___ Provided material ___

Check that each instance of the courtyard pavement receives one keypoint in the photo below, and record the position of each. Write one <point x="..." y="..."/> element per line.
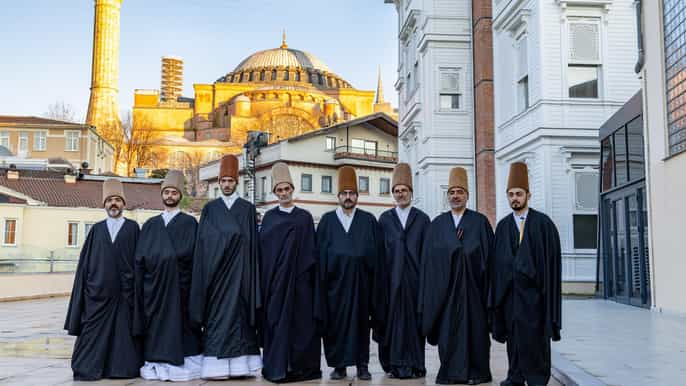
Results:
<point x="34" y="350"/>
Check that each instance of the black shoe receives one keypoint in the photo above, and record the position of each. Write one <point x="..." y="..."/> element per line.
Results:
<point x="338" y="373"/>
<point x="363" y="373"/>
<point x="508" y="382"/>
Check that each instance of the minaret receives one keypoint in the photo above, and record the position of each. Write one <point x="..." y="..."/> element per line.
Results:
<point x="380" y="105"/>
<point x="103" y="106"/>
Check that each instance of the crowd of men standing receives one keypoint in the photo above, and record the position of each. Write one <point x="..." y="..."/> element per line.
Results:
<point x="179" y="299"/>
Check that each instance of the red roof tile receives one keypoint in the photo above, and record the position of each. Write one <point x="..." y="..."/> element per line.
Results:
<point x="53" y="190"/>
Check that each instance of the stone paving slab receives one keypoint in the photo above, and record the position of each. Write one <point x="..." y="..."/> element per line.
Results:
<point x="34" y="350"/>
<point x="623" y="345"/>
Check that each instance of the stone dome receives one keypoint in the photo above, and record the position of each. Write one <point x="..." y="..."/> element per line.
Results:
<point x="282" y="57"/>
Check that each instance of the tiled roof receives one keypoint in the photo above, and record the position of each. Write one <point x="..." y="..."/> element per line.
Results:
<point x="50" y="187"/>
<point x="33" y="120"/>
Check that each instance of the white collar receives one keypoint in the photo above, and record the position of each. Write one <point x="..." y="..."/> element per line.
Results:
<point x="168" y="215"/>
<point x="287" y="210"/>
<point x="230" y="200"/>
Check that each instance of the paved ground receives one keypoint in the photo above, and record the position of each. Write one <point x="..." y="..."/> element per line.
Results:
<point x="35" y="351"/>
<point x="623" y="345"/>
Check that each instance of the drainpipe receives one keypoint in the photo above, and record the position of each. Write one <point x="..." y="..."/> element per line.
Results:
<point x="639" y="39"/>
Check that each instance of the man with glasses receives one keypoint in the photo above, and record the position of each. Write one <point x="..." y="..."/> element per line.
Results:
<point x="526" y="285"/>
<point x="349" y="245"/>
<point x="401" y="344"/>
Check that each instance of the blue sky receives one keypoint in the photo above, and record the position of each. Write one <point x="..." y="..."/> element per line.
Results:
<point x="45" y="45"/>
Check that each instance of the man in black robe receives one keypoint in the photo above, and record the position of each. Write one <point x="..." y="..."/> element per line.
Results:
<point x="454" y="289"/>
<point x="225" y="289"/>
<point x="526" y="291"/>
<point x="398" y="332"/>
<point x="164" y="265"/>
<point x="289" y="282"/>
<point x="349" y="242"/>
<point x="101" y="307"/>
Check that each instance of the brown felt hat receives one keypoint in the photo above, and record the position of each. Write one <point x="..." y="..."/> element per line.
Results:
<point x="228" y="167"/>
<point x="281" y="174"/>
<point x="458" y="179"/>
<point x="519" y="176"/>
<point x="402" y="175"/>
<point x="347" y="179"/>
<point x="174" y="179"/>
<point x="112" y="187"/>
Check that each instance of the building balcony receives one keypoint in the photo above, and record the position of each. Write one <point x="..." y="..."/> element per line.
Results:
<point x="361" y="153"/>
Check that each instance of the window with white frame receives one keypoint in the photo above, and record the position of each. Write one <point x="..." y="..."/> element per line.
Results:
<point x="72" y="234"/>
<point x="330" y="143"/>
<point x="449" y="89"/>
<point x="87" y="228"/>
<point x="23" y="144"/>
<point x="585" y="215"/>
<point x="71" y="140"/>
<point x="522" y="73"/>
<point x="584" y="62"/>
<point x="306" y="182"/>
<point x="40" y="140"/>
<point x="5" y="139"/>
<point x="326" y="184"/>
<point x="10" y="232"/>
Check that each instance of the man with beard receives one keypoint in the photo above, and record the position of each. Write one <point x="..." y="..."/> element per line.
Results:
<point x="349" y="245"/>
<point x="401" y="344"/>
<point x="454" y="291"/>
<point x="164" y="265"/>
<point x="225" y="288"/>
<point x="102" y="300"/>
<point x="292" y="350"/>
<point x="526" y="285"/>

___

• [Exercise brief]: Exact copies of the entries above are needed, without their pictures.

• [Expected answer]:
Check that each instance of the courtyard pavement receives one keypoint in the photo below, and record the position of each. Write one <point x="..." y="..."/> element per line.
Results:
<point x="34" y="350"/>
Check that each instance of the black shoe receives one keypoint in the photo above, and record the position of each. Write one <point x="..." y="..."/> element per line.
Results:
<point x="338" y="373"/>
<point x="363" y="373"/>
<point x="508" y="382"/>
Check that each instance of the minaret receives one keypoint in the photo above, and record the position of each. Write one <point x="..." y="..."/> element per line.
Results:
<point x="380" y="105"/>
<point x="103" y="106"/>
Check that each instance of the crowd of men standing receives one keypoint in the photo above, and record the position of each. Write one <point x="..." y="..."/> element per line.
Results:
<point x="179" y="299"/>
Check that each instance of the red roof tile receives one keypoint in the photo above, and record the position of each. Write one <point x="..." y="..."/> element per line.
Results:
<point x="53" y="190"/>
Check that each instance of the stone paving slab receives one keypoint in the photo above, and record the position of each. Write one <point x="..." y="..."/> element per line.
Results:
<point x="34" y="350"/>
<point x="623" y="345"/>
Check that each instance of the stone dome receives one keypoint in the photo above, and record the position of each. Write one <point x="..." y="..."/> element per line.
Results:
<point x="282" y="57"/>
Check that each instance of the tiled roof receives one keypoint in the photo above, and record the position of each. Write one <point x="..." y="..."/> element per line.
Results:
<point x="50" y="187"/>
<point x="33" y="120"/>
Check that each instance of the white collar receives one keypoint in the photo above, and record the position of each. Write one <point x="..." y="..."/> element per line.
Results:
<point x="168" y="215"/>
<point x="287" y="210"/>
<point x="230" y="200"/>
Check that each instance of the paved ground receives one keypoint in the photo above, and record the position of each. Write one <point x="..." y="..."/> element per line.
Results:
<point x="35" y="351"/>
<point x="623" y="345"/>
Check that each instance of the drainpipe receives one keypoint in the photo above, and record the position of each. Write one <point x="..." y="..."/> element per line.
Results:
<point x="639" y="39"/>
Check that each instance of the man with glasses receives one keypoint in the photo above, and record the position of each. Write one <point x="..." y="..."/> element per line.
Results:
<point x="526" y="285"/>
<point x="349" y="245"/>
<point x="401" y="344"/>
Check that each instance of the blue sky receives one keypoint in the photo above, and record the position of each. Write one <point x="..." y="..."/> element per line.
Results:
<point x="45" y="45"/>
Check that each instance of the man in black robe receives one keypoint in the photo above, and record the position of each. Write one <point x="..." y="..."/> element per line.
Results:
<point x="454" y="289"/>
<point x="225" y="289"/>
<point x="526" y="291"/>
<point x="398" y="332"/>
<point x="164" y="265"/>
<point x="289" y="282"/>
<point x="349" y="242"/>
<point x="101" y="307"/>
Check that each instance of the brown felt hat receives one keypoint in the photo above, and record the position of each. Write one <point x="..." y="..."/> element per line.
Results:
<point x="228" y="167"/>
<point x="281" y="174"/>
<point x="458" y="179"/>
<point x="519" y="176"/>
<point x="402" y="175"/>
<point x="347" y="179"/>
<point x="174" y="179"/>
<point x="112" y="187"/>
Check that each instance of the building balcony receives one keypoint in the photo above, and record the position of each. Write one <point x="..." y="..."/> element per line.
Results:
<point x="361" y="153"/>
Check that each instance of the window with white frame receives one keypoint in the photo above, and record the position of each. Write one <point x="..." y="..."/> element per line.
Results:
<point x="72" y="234"/>
<point x="330" y="143"/>
<point x="449" y="89"/>
<point x="87" y="228"/>
<point x="23" y="144"/>
<point x="585" y="215"/>
<point x="71" y="140"/>
<point x="522" y="73"/>
<point x="584" y="62"/>
<point x="306" y="182"/>
<point x="40" y="140"/>
<point x="5" y="139"/>
<point x="326" y="184"/>
<point x="10" y="232"/>
Check that each instance of the man with beard receives one keypoint in the photo above, and record the position of each. Write one <point x="..." y="..."/> element per line.
Results:
<point x="349" y="245"/>
<point x="401" y="344"/>
<point x="454" y="291"/>
<point x="164" y="265"/>
<point x="225" y="288"/>
<point x="102" y="300"/>
<point x="292" y="350"/>
<point x="526" y="285"/>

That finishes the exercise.